>>>

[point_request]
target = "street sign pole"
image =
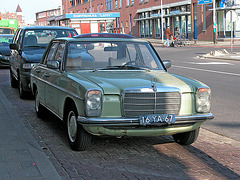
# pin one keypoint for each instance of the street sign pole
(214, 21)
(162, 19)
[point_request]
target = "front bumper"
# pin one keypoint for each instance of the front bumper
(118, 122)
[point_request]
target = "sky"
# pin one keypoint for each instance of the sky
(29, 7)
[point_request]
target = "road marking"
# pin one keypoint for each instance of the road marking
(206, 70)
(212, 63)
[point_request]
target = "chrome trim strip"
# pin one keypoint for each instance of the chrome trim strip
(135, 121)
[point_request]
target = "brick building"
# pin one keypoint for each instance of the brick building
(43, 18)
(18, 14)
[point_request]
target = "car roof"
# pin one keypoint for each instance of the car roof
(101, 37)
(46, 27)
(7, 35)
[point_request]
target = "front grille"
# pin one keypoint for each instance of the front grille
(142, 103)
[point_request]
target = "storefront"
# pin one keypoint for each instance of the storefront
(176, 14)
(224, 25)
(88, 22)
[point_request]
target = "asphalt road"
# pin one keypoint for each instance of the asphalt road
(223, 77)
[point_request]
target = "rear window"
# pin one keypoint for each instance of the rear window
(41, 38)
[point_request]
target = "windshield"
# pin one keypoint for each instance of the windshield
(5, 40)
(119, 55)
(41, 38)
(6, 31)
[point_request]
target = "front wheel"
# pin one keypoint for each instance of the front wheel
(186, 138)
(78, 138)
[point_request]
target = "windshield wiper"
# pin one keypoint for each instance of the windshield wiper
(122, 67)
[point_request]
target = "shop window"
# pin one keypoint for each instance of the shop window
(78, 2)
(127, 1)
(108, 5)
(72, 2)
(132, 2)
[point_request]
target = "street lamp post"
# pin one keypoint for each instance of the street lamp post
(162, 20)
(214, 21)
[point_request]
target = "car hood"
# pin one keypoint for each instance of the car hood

<<<

*Objective*:
Gather every line of the listing above that contains the string "windshield".

*Written solution*:
target = "windshield"
# pin one keypoint for each instance of the windshield
target = "windshield wiper"
# pin one keypoint for each instance of the windshield wiper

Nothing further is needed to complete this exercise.